Start of DATA FOR THIS TASK

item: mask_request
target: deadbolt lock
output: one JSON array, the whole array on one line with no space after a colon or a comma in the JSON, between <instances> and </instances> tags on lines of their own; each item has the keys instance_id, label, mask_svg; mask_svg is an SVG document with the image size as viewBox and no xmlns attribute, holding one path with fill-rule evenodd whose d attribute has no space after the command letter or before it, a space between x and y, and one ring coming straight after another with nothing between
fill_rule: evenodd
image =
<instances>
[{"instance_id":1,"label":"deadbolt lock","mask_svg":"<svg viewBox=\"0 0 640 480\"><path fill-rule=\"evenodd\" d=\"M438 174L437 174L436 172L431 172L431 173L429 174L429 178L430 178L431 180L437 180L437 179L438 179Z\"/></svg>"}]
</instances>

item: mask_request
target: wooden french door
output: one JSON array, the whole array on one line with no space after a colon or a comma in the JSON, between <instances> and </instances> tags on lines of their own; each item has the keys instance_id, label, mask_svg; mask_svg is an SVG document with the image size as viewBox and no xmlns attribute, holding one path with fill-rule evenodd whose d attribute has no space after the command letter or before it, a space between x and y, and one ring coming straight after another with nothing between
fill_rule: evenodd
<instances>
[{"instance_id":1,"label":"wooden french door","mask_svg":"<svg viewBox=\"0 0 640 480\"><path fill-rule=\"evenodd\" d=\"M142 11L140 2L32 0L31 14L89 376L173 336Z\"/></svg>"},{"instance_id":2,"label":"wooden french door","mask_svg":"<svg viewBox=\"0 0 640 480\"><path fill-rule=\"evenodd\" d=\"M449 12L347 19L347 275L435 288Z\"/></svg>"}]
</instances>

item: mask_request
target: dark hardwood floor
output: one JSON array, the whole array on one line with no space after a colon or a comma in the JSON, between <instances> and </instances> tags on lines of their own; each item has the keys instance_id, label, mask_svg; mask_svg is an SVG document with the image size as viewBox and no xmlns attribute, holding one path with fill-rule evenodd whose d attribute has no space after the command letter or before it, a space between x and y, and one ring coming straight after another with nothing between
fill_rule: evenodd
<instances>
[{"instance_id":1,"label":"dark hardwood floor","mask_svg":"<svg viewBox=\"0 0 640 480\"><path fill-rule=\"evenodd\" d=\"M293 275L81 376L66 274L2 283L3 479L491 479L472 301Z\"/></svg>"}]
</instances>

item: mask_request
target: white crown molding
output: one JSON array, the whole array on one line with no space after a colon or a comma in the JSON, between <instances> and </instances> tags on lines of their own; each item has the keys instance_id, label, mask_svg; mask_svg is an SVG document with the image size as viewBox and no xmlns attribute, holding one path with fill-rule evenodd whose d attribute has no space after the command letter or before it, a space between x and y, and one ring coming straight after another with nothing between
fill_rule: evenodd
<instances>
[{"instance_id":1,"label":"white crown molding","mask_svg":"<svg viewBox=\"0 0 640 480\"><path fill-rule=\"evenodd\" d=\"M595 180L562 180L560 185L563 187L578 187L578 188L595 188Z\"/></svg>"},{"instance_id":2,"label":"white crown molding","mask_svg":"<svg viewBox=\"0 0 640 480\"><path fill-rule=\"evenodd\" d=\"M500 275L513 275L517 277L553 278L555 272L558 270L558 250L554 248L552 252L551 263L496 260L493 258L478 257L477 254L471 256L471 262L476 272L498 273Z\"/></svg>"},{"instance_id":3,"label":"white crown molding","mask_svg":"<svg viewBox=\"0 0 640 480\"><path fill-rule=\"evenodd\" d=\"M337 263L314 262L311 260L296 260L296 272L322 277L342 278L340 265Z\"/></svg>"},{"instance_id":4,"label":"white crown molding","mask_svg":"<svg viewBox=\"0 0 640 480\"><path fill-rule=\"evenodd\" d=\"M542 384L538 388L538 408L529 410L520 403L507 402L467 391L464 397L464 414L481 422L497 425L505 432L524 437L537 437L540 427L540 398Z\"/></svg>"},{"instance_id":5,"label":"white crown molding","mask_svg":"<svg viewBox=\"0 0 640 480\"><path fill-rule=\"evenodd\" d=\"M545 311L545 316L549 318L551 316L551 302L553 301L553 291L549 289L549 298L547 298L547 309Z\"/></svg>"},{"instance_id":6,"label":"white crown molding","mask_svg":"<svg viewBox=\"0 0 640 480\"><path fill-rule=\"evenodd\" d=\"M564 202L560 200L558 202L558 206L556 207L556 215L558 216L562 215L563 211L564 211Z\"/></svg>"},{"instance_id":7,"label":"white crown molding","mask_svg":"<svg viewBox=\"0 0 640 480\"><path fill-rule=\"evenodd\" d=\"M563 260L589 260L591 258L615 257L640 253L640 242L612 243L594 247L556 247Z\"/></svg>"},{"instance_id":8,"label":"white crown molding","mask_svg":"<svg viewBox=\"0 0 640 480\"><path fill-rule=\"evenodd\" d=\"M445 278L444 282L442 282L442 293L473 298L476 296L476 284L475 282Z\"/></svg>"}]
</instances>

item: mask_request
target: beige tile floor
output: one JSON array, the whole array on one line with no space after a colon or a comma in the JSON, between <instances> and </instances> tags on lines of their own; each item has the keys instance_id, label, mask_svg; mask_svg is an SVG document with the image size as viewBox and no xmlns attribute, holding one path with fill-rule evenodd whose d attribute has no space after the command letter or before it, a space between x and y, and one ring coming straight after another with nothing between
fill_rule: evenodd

End of DATA FOR THIS TASK

• EXERCISE PROMPT:
Pull out every line in the data above that has the word "target".

• OUTPUT FOR THIS TASK:
target: deadbolt lock
target: wooden french door
target: dark hardwood floor
target: white crown molding
target: beige tile floor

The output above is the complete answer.